## Kutipan Halaman
Pemerintah terkesan bersikeras menerapkan 'new normal'. Mungkin ini bisa dijelaskan dengan adanya ancaman resesi yang menghantui perekonomian Indonesia. Dengan rekor hutang negara yang luar biasa, ditambah dengan kelesuan sektor ekonomi di masa pandemi ini, Kementrian Keuangan memperkirakan pertumbuhan ekonomi Kuartal 2 akan ada di kisaran -3,1% dan semakin buruk di Kuartal 3. Syarat resesi adalah tumbuh negatif selama 2 kuartal berturut-turut. Salah satu langkah yang ditempuh adalah menggelontorkan anggaran jumbo dalam Pemulihan Ekonomi Nasional (PEN) dan pelonggaran PSBB di awal Juni 2020. Menkeu berharap agar dengan langkah ini, resesi bisa dihindari dengan target mendekati 0% pada kuartal 3. Imbas dari masa pandemi ini adalah menurunnya tingkat konsumsi masyarakat karena menurunnya daya beli akibat lonjakan PHK, dan aksi menahan konsumsi, di mana pada kuartal 1 konsumsi memegang hampir 60% porsi PDB. (tirto.id)

Dan tentu ada kepentingan para kapitalis dibalik penerapan 'new normal' ini. Para pengusaha mall, industri hotel dan pariwisata tentu tak tinggal diam melihat investasinya berbuah sepi karena pandemi. Sehingga tanpa memperhatikan pertimbangan sains medis pemerintah berusaha memacu kembali tingkat konsumsi masyarakat, untuk memenuhi kembali pundi-pundi uang para kapitalis. Di tengah pandemi ini kita dapati pula impor buah, sayuran, garam, bawang putih, bawang bombay, dll semakin meningkat, padahal produksi dalam negeri kita baik-baik saja. Keberpihakan pemerintah kepada siapa jelas terlihat. Yang disayangkan, pemerintah enggan menarik dana dari kalangan pengusaha dalam menangani pandemi ini. Padahal mereka telah sekian lama mencari makan di tanah kita. Yang ada justru pemerintah sempat menghimbau percepatan pembayaran zakat agar bisa digunakan untuk meringankan beban ekonomi masyarakat terdampak pandemi. Dana pembukaan ibukota baru sama sekali tidak tersentuh untuk setidaknya membeli APD bagi tenaga medis.

## Deskripsi Tugas
Teruskan tulisan tentang penerapan 'new normal' di atas, mulai setelah kalimat terakhirnya.

## Materi Ekstraksi
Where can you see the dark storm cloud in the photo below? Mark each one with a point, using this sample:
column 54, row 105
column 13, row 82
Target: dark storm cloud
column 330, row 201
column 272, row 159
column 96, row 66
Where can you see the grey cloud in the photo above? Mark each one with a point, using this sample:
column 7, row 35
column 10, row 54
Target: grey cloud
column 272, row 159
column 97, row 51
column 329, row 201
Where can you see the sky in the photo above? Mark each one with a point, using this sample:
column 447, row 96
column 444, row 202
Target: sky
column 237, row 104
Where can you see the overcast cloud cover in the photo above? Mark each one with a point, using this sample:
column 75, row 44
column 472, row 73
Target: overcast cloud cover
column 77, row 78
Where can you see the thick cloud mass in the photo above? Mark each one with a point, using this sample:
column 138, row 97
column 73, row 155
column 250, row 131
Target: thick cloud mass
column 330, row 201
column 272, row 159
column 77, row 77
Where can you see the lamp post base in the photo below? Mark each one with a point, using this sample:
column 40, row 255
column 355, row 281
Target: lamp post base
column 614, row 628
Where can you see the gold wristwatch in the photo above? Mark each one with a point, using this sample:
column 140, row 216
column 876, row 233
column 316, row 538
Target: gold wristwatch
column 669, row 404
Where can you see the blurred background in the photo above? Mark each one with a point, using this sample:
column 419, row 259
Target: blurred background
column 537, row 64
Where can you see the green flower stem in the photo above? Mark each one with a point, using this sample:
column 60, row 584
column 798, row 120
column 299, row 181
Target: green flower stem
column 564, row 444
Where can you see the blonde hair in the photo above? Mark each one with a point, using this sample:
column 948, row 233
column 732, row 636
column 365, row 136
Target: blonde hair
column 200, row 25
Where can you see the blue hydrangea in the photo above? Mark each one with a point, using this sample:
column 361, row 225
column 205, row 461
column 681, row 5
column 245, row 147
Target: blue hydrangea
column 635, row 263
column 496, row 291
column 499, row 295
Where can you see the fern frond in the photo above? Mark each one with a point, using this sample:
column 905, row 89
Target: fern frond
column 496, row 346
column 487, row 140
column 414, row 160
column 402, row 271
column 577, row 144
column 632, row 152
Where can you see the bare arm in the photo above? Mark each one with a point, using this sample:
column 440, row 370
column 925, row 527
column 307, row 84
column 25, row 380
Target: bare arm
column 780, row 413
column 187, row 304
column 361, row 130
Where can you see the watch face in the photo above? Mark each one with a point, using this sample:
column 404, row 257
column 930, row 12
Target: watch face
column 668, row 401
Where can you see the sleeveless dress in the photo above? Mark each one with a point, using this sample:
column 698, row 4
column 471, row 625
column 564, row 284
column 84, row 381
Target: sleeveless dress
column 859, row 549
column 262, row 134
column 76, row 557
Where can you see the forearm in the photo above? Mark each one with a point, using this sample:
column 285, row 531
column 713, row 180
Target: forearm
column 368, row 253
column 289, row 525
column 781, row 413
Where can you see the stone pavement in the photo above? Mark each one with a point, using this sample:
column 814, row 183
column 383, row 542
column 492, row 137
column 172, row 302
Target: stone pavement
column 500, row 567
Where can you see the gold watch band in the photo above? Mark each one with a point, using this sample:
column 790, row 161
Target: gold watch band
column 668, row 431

## Hasil Tugas
Untuk kita ketahui, WHO sebagai badan internasional rujukan pandemi ini memberlakukan terpenuhinya 3 indikator untuk diterapkannya 'new normal'. 
Pertama, RO (basic reproduction number) wilayah tersebut di bawah 1, artinya tingkat penularan terjadi dari 1 orang kepada kurang dari 1 orang atau artinya tidak ada penularan.

Kedua, kapasitas sistem kesehatan yang adaptif dan memadai. Hendaknya maksimum 60% kapasitas bangsal RS diperuntukan bagi pasien covid19. Pasien baru yang datang harus di bawah angka 60% itu. 

Ketiga, Surveilans, pengujian masif dengan tes yang valid. 
 
Dari ketiga indikator WHO di atas jelas Indonesia belum layak menerapkan new normal. Namun Indonesia membuat indikator sendiri. Pemerintah pusat mengijinkan pemerintah daerah mempersiapkan new normal jika daerah mereka berada di level moderat/sedang dari 5 level yang diterapkan (krisis, parah, substansial, sedang, dan rendah). Para pejabat negara sontak disibukkan membuat paket SOP skenario new normal untuk berbagai bidang. Di antaranya sektor industri, pendidikan, restoran, akomodasi, tempat ibadah, dan transportasi. Hal ini diungkap Menteri Koordinator Bidang Perekonomian Airlangga Hartarto setelah rapat terbatas pada 18 Mei 2020 lalu.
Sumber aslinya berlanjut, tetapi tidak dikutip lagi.